> [FRAGMENTO DE PÁGINA]
━━━━━━━━━━━━━━━━━━━━
Las pesadillas de las siestas son las peores.

lunes, 19 de marzo de 2012

Dominó

  Así como lo veo, tengo dos opciones. Una es dormir en el living. Tirado en uno de los sillones (el sillón en el que siempre está la perra, lleno de sus pelos y parásitos), debajo del aire acondicionado, quizás cubierto con una sábana, para no dejar mucha piel al descubierto, quizás también con la luz encendida, para poder vigilar mis alrededores y usar como aliada la fotofobia. Esto implicaría una noche larga y tortuosa, sin un segundo de tranquilidad. Una jornada laboral marcada por el cansancio y el dolor corporal. Y, quizás, batallas con cucarachas, el enemigo que, justamente estoy queriendo evitar. Existe también la posibilidad de sumar al combo la presencia de lauchas. Sí, es una posibilidad. La otra opción, sería tomarme un remis, llamar a casa de mis padres y decir que voy a dormir allá, sí, a esta hora, no, no pasó nada, quedate tranquila, una cucaracha nada más, sí, que me pasó una cucaracha voladora por enfrente y no la pude matar, no la volví a encontrar pero sé que está en la pieza, y ahora no puedo dormir ahí. Quizás, lo mejor sería evitar tantas explicaciones. No son explicaciones. Son casi una invitación a recibir el trato de "pelotudo" o de "cagón" que siempre parezco aceptar con tanta naturalidad. Sea como sea, la noche se cagó. Por segunda vez consecutiva. Pero, justamente, si sobreviví al estrés (cagón, sos un cagón) de anoche, lo de hoy no es nada. ¿Qué es una cucaracha? Aparte, hoy es domingo. ¿Qué sería un domingo sin que me camine una preciosa cucaracha por encima? Vino ocurriendo las últimas tres semanas, no sé qué es lo que me pone en este estado, ya tendría que estar acostumbrado.
━━━━━━━━━━━━━━━━━━━━
Resume en dos oraciones el texto sobre la cucaracha.

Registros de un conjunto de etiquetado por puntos
━━━━━━━━━━━━━━━━━━━━
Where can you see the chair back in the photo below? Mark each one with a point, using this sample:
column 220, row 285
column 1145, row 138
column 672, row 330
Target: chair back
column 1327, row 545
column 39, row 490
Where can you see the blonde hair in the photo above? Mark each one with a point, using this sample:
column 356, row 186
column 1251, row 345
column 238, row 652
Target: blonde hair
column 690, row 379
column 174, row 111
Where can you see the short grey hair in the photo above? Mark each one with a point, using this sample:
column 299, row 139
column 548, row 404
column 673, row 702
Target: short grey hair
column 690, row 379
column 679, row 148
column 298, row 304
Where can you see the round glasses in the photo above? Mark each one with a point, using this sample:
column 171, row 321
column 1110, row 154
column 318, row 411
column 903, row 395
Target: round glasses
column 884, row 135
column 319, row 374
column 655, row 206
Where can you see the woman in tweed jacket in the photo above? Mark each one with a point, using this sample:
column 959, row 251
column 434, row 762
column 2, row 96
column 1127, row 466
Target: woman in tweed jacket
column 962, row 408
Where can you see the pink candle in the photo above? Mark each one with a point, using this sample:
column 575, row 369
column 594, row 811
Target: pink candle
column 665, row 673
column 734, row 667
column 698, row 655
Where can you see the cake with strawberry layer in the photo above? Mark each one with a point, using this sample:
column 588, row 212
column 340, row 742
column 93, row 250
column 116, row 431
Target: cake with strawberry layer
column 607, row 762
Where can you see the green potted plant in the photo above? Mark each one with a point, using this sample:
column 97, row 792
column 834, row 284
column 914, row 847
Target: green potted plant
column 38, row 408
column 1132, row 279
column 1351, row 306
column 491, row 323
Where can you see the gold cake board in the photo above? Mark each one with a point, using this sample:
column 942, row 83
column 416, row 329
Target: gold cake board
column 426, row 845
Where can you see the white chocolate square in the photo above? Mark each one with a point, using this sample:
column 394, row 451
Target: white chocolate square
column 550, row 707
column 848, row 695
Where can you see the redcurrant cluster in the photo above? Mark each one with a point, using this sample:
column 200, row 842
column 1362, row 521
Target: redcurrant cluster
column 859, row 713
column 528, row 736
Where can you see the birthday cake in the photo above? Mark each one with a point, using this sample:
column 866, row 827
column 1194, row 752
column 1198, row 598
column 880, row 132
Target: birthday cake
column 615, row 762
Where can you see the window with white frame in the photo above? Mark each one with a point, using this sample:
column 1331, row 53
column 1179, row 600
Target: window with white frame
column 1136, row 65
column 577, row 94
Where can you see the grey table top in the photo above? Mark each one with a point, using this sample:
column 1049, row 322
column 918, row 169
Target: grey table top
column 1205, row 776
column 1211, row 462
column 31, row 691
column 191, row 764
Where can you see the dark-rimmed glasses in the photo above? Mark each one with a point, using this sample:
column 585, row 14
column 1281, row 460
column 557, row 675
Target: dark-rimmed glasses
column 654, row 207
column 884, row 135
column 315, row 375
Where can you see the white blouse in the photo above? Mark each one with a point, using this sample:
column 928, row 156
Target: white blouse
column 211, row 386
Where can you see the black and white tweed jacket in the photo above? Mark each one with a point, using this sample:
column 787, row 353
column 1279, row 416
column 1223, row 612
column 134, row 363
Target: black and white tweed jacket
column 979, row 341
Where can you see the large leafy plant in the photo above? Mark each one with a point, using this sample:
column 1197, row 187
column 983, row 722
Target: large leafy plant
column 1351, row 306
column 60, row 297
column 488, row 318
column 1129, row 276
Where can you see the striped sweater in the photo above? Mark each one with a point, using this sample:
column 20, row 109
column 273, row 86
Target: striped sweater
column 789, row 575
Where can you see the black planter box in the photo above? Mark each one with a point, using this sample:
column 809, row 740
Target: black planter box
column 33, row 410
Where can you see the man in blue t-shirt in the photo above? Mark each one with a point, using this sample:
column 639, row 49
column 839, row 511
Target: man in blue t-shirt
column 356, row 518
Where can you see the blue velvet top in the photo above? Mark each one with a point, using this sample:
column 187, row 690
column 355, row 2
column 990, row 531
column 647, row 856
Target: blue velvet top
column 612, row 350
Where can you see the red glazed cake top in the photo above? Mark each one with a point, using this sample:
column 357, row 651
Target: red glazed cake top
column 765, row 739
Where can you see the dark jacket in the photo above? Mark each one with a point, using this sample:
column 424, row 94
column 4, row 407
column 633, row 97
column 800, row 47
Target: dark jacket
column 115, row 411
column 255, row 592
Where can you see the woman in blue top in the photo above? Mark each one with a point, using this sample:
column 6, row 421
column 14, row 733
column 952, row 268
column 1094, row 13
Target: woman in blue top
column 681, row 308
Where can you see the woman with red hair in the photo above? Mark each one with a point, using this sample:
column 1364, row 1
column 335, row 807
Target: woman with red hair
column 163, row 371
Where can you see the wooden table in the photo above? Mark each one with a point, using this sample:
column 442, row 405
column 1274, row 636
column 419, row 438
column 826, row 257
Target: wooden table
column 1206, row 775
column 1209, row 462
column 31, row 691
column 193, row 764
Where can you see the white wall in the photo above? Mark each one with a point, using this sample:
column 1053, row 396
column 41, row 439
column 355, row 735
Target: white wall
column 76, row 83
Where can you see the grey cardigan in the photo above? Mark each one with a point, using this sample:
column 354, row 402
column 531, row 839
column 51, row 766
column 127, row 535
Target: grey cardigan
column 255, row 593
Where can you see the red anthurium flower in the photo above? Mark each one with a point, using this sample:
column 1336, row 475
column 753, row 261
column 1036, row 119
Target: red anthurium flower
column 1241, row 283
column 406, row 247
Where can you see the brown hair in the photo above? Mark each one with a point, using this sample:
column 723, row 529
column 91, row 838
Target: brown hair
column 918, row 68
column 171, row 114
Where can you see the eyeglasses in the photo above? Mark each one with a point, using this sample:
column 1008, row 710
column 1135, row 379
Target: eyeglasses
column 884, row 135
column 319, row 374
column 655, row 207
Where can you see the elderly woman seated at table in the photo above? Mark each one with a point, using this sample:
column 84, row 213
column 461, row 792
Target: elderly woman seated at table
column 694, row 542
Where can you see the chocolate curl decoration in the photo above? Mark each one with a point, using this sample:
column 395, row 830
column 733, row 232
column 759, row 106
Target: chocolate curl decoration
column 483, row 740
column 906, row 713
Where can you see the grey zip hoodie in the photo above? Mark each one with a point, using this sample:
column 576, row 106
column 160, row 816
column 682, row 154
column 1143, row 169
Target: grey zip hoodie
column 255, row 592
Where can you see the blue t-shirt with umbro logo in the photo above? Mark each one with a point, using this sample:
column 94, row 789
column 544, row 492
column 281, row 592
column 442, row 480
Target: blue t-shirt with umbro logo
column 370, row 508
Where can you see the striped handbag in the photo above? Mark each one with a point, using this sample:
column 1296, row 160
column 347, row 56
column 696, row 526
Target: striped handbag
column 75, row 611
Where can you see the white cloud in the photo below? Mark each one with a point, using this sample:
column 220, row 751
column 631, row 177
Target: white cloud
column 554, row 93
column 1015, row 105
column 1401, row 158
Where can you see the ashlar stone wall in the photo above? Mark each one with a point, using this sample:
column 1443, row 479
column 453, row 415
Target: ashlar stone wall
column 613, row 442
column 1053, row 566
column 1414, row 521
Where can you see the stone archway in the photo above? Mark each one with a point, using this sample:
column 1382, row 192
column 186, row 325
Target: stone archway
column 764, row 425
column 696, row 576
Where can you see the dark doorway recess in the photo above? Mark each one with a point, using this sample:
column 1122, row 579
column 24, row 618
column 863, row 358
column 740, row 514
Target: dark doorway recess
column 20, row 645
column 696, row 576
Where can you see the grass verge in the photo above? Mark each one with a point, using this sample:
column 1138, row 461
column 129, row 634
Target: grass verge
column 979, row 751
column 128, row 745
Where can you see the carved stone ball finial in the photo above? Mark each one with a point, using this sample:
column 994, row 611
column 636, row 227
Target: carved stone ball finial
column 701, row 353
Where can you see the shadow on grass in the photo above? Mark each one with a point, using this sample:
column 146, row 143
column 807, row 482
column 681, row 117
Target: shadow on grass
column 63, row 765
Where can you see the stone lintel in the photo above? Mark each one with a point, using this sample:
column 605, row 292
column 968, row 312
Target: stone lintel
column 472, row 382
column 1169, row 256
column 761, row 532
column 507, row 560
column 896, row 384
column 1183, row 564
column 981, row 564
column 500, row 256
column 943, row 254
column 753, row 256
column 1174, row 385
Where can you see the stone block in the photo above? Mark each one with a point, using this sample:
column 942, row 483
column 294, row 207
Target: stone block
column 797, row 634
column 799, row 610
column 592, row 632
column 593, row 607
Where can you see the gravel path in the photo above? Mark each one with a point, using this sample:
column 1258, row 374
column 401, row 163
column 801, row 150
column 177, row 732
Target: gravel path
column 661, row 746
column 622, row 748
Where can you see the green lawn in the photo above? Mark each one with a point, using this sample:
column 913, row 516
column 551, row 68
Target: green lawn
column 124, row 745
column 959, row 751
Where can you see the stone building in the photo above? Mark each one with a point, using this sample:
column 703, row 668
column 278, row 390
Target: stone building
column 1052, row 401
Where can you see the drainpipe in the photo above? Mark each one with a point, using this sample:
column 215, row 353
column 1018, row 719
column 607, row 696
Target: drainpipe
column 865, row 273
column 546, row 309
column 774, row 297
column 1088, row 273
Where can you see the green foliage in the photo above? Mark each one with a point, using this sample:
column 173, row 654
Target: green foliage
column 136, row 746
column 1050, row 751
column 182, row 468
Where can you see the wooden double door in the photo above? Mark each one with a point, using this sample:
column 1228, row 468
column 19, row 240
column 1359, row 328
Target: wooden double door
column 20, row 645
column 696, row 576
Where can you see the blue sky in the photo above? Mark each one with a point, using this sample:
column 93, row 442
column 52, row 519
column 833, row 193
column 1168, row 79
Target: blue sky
━━━━━━━━━━━━━━━━━━━━
> [RESPUESTA ESCRITA] Después de que le pasara por enfrente una cucaracha voladora que no pudo matar ni volver a encontrar en la pieza, quien narra duda entre dormir en un sillón del living, con la luz encendida y una noche larga y tortuosa por delante, o tomarse un remis para dormir en casa de sus padres. Aunque esa segunda opción le obligaría a dar explicaciones que casi invitan a que le digan "cagón", piensa que si sobrevivió al estrés de anoche lo de hoy no es nada, ya que esto le viene ocurriendo las últimas tres semanas.